- DATASET
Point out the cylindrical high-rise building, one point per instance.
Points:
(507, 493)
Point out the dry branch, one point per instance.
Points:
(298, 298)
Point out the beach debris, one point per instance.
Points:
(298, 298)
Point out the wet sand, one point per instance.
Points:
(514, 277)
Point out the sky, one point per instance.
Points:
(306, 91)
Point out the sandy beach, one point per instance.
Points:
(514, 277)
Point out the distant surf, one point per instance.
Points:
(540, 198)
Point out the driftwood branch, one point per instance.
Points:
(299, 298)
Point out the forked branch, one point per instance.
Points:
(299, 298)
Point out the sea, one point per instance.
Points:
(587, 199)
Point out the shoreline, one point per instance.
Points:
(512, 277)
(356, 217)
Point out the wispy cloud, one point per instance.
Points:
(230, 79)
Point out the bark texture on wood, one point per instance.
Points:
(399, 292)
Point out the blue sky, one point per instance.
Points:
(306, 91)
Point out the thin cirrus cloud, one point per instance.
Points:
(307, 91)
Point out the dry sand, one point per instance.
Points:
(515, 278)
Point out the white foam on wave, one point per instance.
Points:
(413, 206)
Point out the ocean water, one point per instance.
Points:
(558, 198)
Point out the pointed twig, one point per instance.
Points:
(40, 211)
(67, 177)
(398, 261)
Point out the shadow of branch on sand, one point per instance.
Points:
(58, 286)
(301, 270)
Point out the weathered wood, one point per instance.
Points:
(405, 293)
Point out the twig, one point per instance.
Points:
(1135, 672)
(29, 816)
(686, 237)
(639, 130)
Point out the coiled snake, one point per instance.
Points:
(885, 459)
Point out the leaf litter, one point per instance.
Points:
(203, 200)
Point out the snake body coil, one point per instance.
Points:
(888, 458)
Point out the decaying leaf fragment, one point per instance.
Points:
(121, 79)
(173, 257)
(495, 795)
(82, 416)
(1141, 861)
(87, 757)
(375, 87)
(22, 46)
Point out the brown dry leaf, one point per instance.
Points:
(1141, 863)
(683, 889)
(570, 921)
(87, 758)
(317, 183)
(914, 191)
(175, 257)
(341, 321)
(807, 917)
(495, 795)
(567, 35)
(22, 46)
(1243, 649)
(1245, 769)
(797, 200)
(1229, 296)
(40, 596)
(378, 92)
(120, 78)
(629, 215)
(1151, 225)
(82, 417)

- PROBLEM
Restate the whole listing exactly.

- COMPLETED TASK
Point out the cylindrical high-rise building, one point per instance.
Points:
(507, 493)
Point out the dry branch, one point per instance.
Points:
(298, 298)
Point out the beach debris, one point per instance.
Points:
(298, 298)
Point out the wet sand, one point per instance.
Points:
(514, 277)
Point out the sky, one point per instance.
Points:
(306, 91)
Point out the sandy beach, one point per instance.
Points:
(514, 277)
Point out the distant surf, one point per instance.
Points:
(540, 198)
Point out the driftwood branch, one point per instance.
Points:
(299, 298)
Point out the forked branch, one point per instance.
Points:
(299, 298)
Point out the sea, one point per instance.
Points:
(587, 199)
Point out the shoreline, one point per instance.
Points:
(512, 277)
(356, 217)
Point out the wispy cloud, one point per instance.
Points:
(230, 79)
Point out the bark texture on wood, one point per instance.
Points:
(399, 292)
Point out the blue sky, one point per instance.
Points:
(306, 91)
Point out the thin cirrus cloud, one point per instance.
Points:
(307, 91)
Point out the dry sand, one point per instance.
Points:
(515, 278)
Point out the white foam on wave, one point per instance.
Points:
(413, 206)
Point out the ocean water, one point per instance.
Points:
(558, 198)
Point out the pointed twig, one point per instance.
Points:
(40, 211)
(67, 177)
(398, 261)
Point out the shadow of branch on sand, one point per instance.
Points:
(58, 286)
(301, 270)
Point out the weathered wood, one point per instance.
Points:
(405, 293)
Point out the twig, one point per instance.
Points:
(1135, 672)
(29, 816)
(686, 237)
(639, 130)
Point out the coiled snake, one point per instance.
Points:
(885, 459)
Point out the leaf litter, one point per instance.
Points:
(203, 200)
Point out the snake body coil, one point per instance.
Points:
(888, 458)
Point out the decaying leaf fragment, one point per instance.
Points:
(121, 79)
(173, 257)
(495, 795)
(82, 416)
(1141, 861)
(87, 757)
(375, 87)
(22, 46)
Point out the brown dry leaf, one point per instance.
Points:
(1141, 863)
(683, 889)
(570, 921)
(87, 758)
(317, 183)
(914, 191)
(175, 257)
(341, 321)
(807, 917)
(495, 795)
(567, 35)
(22, 46)
(1243, 649)
(1245, 769)
(797, 200)
(1229, 296)
(40, 596)
(378, 92)
(120, 78)
(629, 215)
(1151, 225)
(82, 417)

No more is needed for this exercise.